» YOUR OBJECTIVE
Reproduce every one of the following lines verbatim, without changing anything.

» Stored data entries

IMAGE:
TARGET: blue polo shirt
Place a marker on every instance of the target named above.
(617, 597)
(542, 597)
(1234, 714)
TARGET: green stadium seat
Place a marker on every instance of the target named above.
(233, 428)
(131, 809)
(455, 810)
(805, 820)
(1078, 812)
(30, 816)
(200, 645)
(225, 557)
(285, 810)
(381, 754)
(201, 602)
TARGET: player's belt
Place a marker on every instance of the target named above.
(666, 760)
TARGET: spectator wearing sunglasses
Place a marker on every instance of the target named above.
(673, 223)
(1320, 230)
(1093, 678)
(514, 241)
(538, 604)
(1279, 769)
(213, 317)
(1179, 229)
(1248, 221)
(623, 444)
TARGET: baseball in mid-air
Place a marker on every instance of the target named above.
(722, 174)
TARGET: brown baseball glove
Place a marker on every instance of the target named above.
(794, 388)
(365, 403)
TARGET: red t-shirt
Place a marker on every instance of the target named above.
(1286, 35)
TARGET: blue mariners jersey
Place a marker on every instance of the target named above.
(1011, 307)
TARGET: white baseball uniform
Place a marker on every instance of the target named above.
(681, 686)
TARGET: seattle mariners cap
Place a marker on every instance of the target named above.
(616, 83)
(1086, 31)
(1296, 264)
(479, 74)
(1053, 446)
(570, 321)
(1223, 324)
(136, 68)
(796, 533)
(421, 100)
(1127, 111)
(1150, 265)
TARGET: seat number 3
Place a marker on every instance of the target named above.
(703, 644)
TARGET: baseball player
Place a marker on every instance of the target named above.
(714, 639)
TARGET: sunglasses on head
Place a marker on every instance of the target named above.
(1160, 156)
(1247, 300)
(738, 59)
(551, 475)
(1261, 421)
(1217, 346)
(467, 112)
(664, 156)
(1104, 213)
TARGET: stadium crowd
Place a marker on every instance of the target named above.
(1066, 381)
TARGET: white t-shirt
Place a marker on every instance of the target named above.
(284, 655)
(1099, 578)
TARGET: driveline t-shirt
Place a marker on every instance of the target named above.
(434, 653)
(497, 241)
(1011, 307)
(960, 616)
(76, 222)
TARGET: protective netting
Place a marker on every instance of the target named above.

» RESPONSE
IMAGE:
TARGET: blue polo shirt
Place a marker on every instance of the target named above.
(617, 597)
(542, 597)
(1234, 714)
TARGET: green stadium seat
Place a marker on every instance of the target named above.
(233, 428)
(131, 809)
(455, 810)
(805, 820)
(1078, 812)
(30, 816)
(200, 645)
(225, 557)
(285, 810)
(381, 754)
(201, 602)
TARGET: player's belt
Place a marker on every instance of the target named above.
(666, 760)
TARGET: spectator wearing sunglasses
Place a marker on every instance of the target named above.
(673, 223)
(1320, 230)
(1093, 678)
(514, 241)
(538, 604)
(1279, 769)
(213, 317)
(1179, 229)
(1248, 221)
(623, 444)
TARGET: baseball in mid-air
Place a marker on every instance of the target named above.
(722, 174)
TARGET: brown baseball glove
Place a marker on every instance of the target named above.
(794, 388)
(365, 403)
TARGET: red t-shirt
Place a marker on every instance of the target named above.
(1286, 35)
TARGET: blue mariners jersey
Place a marker on every instance of the target named above.
(1011, 307)
TARGET: white baseball uniform
Place a marker on every instance of the target named above.
(681, 686)
TARGET: seattle mariners cap
Place a marker on every instance of the target named above.
(616, 83)
(1086, 31)
(1296, 264)
(479, 74)
(1053, 446)
(570, 321)
(1223, 324)
(136, 68)
(796, 533)
(421, 100)
(1127, 111)
(1150, 265)
TARGET: seat number 3
Place a marker on every instance of the target named above.
(703, 644)
TARGET: baseball player
Place a marker on every instance of the target named above.
(714, 639)
TARGET: sunglasses on head
Place a marker on every instance of the target named above.
(1160, 156)
(1247, 300)
(738, 59)
(551, 475)
(1261, 421)
(1217, 346)
(467, 112)
(664, 156)
(1104, 213)
TARGET: stadium crowd
Place a marker on every instance of the target named above.
(1066, 381)
TARGET: white t-shirt
Place a marker on every instance of the target named above.
(284, 655)
(1099, 578)
TARGET: driveline t-shirt
Place a marker on every instance of the target named above.
(434, 653)
(497, 241)
(1011, 307)
(960, 616)
(76, 222)
TARGET: protective netting
Place a marker on every instance of the target named above.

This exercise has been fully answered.